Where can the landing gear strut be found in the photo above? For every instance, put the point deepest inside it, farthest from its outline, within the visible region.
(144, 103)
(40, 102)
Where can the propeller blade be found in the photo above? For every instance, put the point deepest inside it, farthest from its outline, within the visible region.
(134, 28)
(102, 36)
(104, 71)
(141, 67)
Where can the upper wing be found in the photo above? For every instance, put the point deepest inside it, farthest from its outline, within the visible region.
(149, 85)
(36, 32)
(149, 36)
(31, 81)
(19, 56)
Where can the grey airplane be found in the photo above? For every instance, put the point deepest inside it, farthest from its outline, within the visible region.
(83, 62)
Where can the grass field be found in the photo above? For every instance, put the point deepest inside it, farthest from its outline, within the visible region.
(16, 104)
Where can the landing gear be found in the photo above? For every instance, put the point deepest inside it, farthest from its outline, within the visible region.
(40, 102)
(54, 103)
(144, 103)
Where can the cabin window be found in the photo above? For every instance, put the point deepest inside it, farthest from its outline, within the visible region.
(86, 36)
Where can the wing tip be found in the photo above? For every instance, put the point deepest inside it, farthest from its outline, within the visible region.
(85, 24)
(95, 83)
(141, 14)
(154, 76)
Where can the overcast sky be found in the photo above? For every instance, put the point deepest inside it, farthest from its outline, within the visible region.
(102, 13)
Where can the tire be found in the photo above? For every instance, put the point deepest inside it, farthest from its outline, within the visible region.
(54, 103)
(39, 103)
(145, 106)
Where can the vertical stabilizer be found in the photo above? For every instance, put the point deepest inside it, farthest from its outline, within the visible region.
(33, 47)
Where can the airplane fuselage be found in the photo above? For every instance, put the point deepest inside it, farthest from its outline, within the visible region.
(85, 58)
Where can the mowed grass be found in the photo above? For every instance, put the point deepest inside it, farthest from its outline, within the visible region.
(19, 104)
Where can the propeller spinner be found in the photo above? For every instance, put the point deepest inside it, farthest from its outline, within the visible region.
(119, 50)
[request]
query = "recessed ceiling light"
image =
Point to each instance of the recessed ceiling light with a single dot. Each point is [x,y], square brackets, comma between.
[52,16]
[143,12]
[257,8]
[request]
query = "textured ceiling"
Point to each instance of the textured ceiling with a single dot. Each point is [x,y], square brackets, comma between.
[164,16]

### Prompt
From the listing above, pick out each line where the word "query" appears.

### Exercise output
query = "recessed ceiling light"
query = "textured ceiling"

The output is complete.